Set exercise: Output exactly, please, the lines of the records below from the one containing "of the grassy" through the final line.

Task material:
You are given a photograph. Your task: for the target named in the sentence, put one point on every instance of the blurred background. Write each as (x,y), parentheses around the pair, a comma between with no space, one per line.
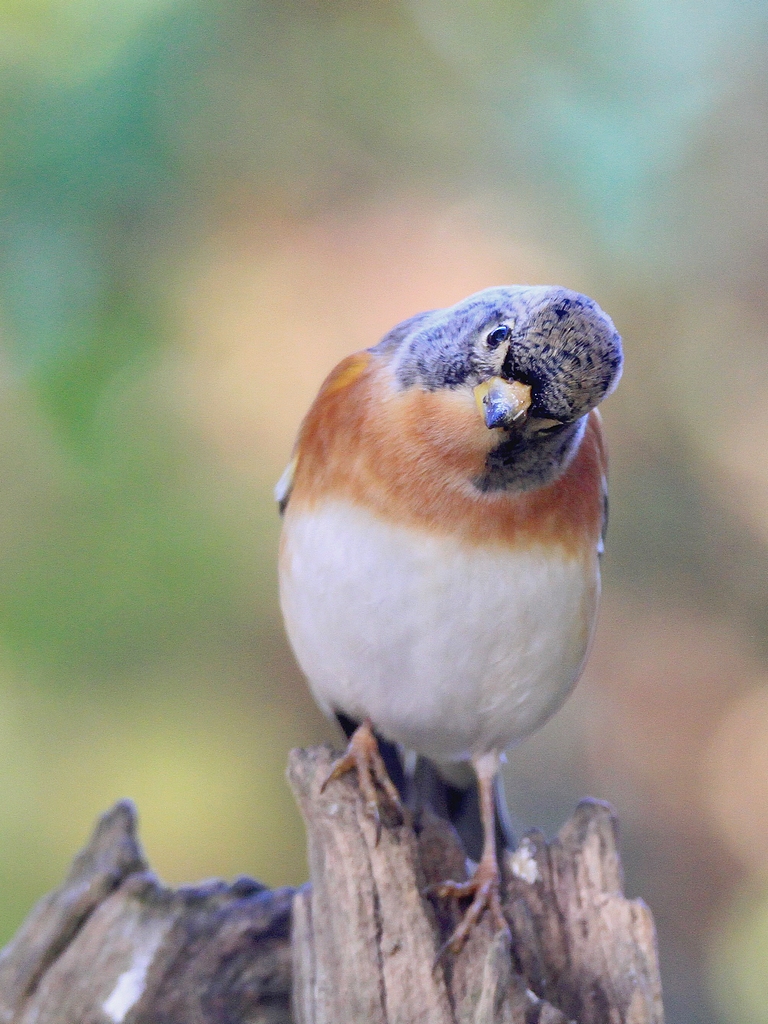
(204,205)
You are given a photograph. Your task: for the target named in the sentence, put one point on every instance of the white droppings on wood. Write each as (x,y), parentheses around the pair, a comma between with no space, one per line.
(523,862)
(131,983)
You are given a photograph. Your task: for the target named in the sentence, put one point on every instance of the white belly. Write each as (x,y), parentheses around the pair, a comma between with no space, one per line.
(451,650)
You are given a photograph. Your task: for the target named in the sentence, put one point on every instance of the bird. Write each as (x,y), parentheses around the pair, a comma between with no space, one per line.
(443,517)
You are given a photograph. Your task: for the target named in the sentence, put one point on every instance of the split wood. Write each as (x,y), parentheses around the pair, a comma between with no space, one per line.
(356,945)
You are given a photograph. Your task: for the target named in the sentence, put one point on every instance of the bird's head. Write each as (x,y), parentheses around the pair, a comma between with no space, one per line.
(537,358)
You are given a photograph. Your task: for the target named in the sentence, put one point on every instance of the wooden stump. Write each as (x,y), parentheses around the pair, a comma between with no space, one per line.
(114,946)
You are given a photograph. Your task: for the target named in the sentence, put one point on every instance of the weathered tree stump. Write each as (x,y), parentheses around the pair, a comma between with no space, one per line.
(114,946)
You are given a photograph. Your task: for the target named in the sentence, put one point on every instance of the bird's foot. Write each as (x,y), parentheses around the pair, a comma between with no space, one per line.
(363,756)
(484,889)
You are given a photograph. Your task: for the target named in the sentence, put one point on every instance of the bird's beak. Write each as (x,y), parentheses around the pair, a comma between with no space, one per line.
(503,403)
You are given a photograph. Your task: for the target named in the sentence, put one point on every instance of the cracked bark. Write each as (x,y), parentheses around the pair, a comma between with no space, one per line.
(358,943)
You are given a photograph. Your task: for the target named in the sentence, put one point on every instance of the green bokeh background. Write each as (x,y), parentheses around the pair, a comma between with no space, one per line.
(177,173)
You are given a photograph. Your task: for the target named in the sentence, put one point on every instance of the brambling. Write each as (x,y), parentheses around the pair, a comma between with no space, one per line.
(443,517)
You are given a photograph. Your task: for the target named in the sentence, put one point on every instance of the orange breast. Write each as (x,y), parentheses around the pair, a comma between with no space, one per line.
(410,457)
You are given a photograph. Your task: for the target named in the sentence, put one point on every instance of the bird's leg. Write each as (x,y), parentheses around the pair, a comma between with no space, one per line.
(363,756)
(484,886)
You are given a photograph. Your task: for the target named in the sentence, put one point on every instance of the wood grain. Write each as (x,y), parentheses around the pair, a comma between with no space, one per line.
(357,944)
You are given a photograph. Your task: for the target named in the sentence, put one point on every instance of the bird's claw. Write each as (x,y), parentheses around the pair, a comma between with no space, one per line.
(484,888)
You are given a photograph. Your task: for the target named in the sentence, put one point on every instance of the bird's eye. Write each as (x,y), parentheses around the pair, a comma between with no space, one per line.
(499,336)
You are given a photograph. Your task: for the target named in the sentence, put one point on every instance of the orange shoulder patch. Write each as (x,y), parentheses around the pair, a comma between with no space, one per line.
(347,372)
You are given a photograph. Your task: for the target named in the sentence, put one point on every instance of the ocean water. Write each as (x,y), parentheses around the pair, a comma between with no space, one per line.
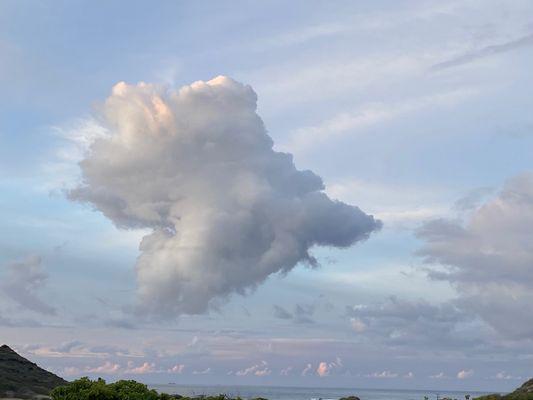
(301,393)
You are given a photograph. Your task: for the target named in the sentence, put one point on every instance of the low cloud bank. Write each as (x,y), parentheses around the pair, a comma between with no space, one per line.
(489,257)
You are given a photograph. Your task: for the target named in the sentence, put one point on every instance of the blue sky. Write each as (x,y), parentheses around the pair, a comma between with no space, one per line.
(414,111)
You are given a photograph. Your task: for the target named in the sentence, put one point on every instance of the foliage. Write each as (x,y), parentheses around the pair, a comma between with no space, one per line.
(86,389)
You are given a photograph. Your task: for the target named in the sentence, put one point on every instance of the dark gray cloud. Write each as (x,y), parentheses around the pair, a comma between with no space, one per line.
(281,313)
(487,51)
(489,258)
(197,167)
(302,313)
(22,281)
(413,324)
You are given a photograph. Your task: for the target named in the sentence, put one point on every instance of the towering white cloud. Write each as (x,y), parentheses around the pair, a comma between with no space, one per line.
(197,167)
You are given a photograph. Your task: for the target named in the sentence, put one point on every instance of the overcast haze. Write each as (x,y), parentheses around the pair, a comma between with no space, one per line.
(269,193)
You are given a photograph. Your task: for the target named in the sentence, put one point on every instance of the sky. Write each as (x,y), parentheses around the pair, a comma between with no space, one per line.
(293,193)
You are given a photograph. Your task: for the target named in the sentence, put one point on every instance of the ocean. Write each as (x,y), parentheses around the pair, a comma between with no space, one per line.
(302,393)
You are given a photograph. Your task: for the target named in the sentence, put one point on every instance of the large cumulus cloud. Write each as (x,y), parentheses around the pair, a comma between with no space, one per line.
(489,258)
(196,166)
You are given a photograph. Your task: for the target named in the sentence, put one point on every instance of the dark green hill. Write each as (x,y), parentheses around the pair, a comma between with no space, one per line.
(22,378)
(524,392)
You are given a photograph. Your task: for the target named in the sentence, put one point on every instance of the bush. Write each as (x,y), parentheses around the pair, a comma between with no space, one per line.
(86,389)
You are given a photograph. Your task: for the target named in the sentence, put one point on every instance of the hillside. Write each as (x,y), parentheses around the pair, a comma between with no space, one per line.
(524,392)
(22,378)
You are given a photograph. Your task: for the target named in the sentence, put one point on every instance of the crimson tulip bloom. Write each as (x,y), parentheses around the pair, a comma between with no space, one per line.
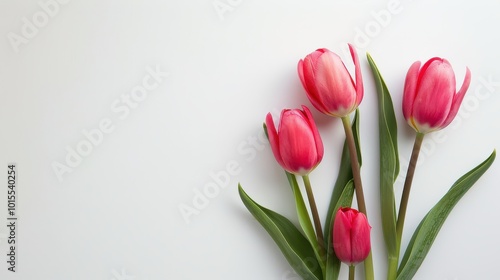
(328,84)
(430,100)
(297,145)
(351,236)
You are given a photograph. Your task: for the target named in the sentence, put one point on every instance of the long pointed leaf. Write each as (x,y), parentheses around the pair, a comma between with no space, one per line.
(429,227)
(294,246)
(389,161)
(305,219)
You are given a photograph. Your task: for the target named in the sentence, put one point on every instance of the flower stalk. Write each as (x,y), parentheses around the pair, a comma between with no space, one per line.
(314,212)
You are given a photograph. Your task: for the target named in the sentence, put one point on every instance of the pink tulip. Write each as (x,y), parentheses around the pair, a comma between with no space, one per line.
(430,100)
(297,145)
(328,84)
(351,236)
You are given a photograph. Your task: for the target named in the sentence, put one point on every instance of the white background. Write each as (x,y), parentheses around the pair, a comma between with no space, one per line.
(116,214)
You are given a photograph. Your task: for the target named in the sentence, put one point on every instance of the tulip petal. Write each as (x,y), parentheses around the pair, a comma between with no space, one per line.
(315,131)
(435,90)
(359,78)
(272,134)
(360,241)
(410,89)
(307,74)
(342,236)
(295,143)
(457,99)
(334,84)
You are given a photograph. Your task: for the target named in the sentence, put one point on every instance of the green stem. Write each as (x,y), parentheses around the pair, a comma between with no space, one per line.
(403,206)
(356,174)
(407,187)
(358,186)
(314,211)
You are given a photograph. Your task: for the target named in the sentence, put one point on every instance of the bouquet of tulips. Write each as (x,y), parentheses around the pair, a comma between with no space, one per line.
(315,250)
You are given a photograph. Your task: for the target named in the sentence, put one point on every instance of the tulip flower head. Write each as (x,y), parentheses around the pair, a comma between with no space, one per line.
(328,84)
(296,145)
(351,236)
(430,100)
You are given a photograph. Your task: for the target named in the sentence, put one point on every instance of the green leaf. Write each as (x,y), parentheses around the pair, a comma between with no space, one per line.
(332,262)
(389,161)
(294,246)
(305,219)
(429,227)
(302,213)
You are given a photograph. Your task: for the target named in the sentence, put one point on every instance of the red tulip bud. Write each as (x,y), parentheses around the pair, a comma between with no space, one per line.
(328,84)
(297,145)
(351,236)
(430,100)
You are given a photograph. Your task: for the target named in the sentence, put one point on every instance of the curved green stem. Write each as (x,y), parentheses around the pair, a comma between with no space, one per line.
(356,173)
(403,206)
(314,211)
(358,186)
(351,272)
(407,187)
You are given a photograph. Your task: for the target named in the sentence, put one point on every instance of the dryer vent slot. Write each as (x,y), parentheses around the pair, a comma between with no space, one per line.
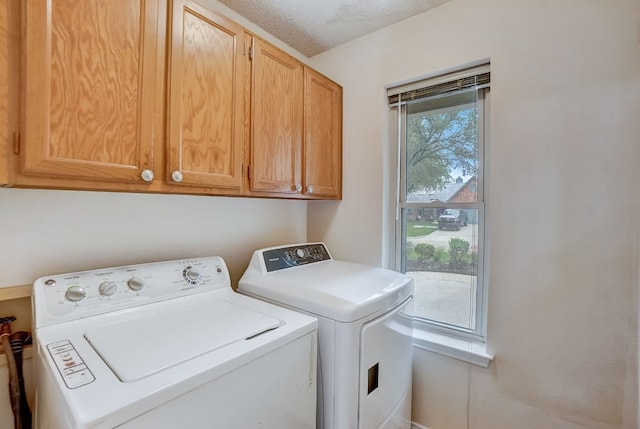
(373,378)
(261,332)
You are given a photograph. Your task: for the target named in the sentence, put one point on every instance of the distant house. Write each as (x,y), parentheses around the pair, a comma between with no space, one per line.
(459,191)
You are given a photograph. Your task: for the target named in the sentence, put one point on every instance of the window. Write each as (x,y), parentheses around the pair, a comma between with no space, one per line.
(441,132)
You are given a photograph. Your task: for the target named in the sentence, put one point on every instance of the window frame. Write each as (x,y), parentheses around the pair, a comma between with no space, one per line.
(398,119)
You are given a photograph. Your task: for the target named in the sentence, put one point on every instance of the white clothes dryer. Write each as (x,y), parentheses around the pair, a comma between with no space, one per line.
(169,345)
(365,333)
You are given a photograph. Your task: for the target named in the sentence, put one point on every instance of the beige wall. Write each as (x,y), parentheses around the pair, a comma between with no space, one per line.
(564,169)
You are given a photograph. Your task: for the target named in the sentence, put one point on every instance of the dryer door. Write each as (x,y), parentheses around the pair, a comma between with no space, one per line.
(385,370)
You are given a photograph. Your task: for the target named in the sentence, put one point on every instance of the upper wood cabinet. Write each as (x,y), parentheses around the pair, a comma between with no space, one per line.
(276,120)
(161,96)
(89,89)
(296,128)
(206,100)
(322,136)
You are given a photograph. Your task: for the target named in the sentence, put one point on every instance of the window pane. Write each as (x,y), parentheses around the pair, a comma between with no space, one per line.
(441,254)
(442,148)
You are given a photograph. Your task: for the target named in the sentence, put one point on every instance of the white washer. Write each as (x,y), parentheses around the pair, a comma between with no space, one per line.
(364,330)
(167,345)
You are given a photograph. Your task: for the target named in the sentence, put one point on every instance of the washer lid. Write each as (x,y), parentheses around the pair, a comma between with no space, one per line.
(142,346)
(338,290)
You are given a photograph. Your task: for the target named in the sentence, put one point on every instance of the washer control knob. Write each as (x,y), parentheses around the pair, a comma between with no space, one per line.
(75,293)
(135,283)
(108,288)
(191,275)
(147,175)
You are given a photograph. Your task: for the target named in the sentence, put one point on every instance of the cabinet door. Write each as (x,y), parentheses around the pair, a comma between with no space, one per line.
(276,115)
(323,136)
(90,71)
(206,102)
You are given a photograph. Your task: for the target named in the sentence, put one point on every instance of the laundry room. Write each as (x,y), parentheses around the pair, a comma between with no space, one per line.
(553,341)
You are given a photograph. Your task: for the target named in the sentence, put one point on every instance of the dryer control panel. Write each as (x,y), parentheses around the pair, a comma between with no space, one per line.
(293,256)
(72,296)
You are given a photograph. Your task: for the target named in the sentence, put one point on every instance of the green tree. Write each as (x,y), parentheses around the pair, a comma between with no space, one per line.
(458,253)
(438,142)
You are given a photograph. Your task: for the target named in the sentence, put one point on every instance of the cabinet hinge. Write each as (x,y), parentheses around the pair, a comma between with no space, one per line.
(16,143)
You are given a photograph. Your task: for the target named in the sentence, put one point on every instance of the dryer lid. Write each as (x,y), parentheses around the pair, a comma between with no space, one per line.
(338,290)
(142,346)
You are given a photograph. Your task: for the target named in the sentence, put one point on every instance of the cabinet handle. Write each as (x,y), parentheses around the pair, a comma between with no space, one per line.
(177,176)
(147,175)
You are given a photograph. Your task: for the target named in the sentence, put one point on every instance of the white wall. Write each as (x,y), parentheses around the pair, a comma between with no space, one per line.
(44,232)
(564,171)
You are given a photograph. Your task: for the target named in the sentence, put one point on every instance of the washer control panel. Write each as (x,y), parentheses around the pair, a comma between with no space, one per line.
(70,365)
(73,296)
(293,256)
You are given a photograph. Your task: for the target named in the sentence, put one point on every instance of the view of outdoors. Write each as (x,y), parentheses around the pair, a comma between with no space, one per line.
(442,210)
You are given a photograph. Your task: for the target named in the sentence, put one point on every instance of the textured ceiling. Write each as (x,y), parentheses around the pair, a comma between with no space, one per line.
(314,26)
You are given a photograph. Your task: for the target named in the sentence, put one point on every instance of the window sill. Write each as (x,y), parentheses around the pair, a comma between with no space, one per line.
(469,351)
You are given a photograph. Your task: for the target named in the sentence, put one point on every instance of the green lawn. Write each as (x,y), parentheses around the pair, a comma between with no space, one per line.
(420,229)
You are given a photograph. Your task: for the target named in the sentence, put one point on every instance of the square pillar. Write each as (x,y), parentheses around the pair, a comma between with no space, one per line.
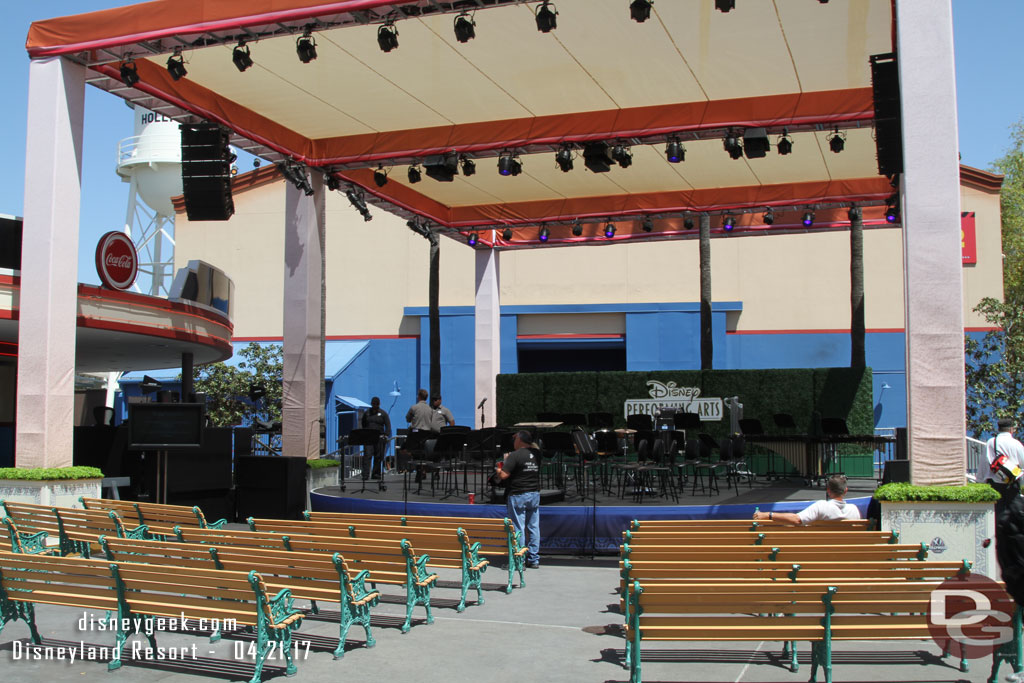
(932,269)
(48,300)
(488,340)
(301,410)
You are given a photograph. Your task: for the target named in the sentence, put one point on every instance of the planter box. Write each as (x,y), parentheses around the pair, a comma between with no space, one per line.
(951,530)
(57,493)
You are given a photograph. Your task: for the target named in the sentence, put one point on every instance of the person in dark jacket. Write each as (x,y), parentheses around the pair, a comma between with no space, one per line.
(373,458)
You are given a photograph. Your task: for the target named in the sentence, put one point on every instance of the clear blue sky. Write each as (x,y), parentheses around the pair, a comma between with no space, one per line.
(989,63)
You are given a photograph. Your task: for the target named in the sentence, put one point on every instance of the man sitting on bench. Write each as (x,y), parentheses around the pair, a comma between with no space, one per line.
(834,507)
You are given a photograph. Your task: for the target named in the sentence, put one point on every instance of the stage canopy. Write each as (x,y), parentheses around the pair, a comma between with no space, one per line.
(609,91)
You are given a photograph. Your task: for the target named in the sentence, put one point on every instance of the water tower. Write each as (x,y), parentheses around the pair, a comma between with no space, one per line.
(151,162)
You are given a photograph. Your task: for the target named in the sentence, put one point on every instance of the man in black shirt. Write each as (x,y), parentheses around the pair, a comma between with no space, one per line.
(521,473)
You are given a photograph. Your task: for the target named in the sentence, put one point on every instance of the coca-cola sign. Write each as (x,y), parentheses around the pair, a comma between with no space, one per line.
(117,260)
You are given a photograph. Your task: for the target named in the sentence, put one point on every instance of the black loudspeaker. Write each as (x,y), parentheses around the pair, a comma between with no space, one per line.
(888,131)
(206,172)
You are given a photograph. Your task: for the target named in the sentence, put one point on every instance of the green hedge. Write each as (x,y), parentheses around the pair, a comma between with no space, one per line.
(807,394)
(48,473)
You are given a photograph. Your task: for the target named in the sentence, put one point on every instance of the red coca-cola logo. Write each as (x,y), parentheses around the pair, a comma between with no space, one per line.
(117,260)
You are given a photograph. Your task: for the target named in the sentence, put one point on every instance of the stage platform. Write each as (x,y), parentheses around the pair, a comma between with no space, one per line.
(585,526)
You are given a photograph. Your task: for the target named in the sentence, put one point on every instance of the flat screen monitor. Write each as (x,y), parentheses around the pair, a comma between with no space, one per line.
(166,426)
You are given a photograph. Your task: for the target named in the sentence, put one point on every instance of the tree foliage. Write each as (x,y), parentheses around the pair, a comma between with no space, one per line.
(227,387)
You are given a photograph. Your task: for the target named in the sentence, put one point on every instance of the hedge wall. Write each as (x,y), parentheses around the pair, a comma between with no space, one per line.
(805,393)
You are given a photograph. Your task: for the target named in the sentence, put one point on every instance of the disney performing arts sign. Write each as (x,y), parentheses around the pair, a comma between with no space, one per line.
(684,399)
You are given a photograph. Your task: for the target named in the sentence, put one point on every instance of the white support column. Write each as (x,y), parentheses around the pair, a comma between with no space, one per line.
(488,334)
(49,264)
(300,404)
(932,243)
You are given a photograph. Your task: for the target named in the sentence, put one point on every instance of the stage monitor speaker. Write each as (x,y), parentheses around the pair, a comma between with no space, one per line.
(206,172)
(888,125)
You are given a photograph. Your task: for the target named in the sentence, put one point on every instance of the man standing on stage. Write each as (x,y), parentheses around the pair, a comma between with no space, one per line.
(521,473)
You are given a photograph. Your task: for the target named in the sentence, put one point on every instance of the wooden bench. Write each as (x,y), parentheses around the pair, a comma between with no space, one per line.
(159,518)
(137,593)
(75,529)
(388,562)
(819,612)
(308,575)
(446,548)
(497,536)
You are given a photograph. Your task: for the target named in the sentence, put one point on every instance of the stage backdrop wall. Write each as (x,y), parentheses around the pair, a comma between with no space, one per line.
(807,394)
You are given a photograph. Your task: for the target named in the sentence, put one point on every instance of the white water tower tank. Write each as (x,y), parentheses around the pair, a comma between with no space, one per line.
(153,157)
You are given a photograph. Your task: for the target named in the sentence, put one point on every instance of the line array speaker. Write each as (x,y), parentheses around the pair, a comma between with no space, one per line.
(206,172)
(888,131)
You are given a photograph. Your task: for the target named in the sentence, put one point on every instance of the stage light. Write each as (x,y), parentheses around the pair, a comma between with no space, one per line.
(784,144)
(465,28)
(674,151)
(640,10)
(387,36)
(176,65)
(305,47)
(623,156)
(509,165)
(837,141)
(546,17)
(241,56)
(129,72)
(564,158)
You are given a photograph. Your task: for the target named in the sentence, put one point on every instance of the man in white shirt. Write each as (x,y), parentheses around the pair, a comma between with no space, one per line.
(1006,452)
(834,507)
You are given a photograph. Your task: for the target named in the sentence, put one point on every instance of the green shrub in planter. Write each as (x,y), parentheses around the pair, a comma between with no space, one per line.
(972,493)
(50,473)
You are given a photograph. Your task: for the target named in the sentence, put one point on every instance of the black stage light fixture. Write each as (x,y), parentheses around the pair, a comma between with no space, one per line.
(640,10)
(597,157)
(129,72)
(509,165)
(387,36)
(837,141)
(756,142)
(623,155)
(305,46)
(241,56)
(547,17)
(564,158)
(784,144)
(176,65)
(465,28)
(674,151)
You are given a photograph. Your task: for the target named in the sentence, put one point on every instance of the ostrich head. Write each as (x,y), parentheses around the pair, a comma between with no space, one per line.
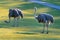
(35,11)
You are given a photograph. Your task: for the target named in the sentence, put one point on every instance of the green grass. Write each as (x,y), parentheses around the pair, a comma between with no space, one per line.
(56,2)
(29,28)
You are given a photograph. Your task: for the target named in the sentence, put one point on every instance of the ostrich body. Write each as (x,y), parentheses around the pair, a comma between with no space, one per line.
(15,13)
(44,18)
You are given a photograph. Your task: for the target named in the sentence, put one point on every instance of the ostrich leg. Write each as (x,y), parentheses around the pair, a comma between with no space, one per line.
(18,18)
(43,28)
(15,21)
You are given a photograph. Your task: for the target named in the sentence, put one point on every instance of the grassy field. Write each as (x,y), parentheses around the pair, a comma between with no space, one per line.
(29,28)
(56,2)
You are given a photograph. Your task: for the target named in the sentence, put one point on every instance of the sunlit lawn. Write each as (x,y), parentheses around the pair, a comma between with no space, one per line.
(29,28)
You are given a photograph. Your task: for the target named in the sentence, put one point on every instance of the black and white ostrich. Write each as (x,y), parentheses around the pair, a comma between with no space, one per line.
(15,13)
(44,18)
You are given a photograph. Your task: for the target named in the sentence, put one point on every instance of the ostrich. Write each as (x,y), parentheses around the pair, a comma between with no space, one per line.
(15,13)
(44,18)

Exercise response:
You are given a photograph. Your task: for the target named in the sentence, put one point on every instance of the grassy field. Write each as (x,y), parentheses around the pair, a comma between with no space, one per line.
(29,28)
(56,2)
You are given a photograph. Your task: for the target named in the sentence, put one point on every instance of the sunlit lawn. Write each as (x,y), parentheses around the pair, a comma between with no space, one per line.
(29,28)
You are given a photograph. Your task: for the target named in the sentence, put one point on every instance of the black and white ostrich. Write each as (x,y), parentheses around the pair, a comma between with no space, one per line.
(15,13)
(44,18)
You are given a photograph. Your task: for the target named in the sentence, put one point on every instance of the ostrich. Write each as (x,y), parentheses around the pair, a comma between with no space, one per line.
(15,13)
(44,18)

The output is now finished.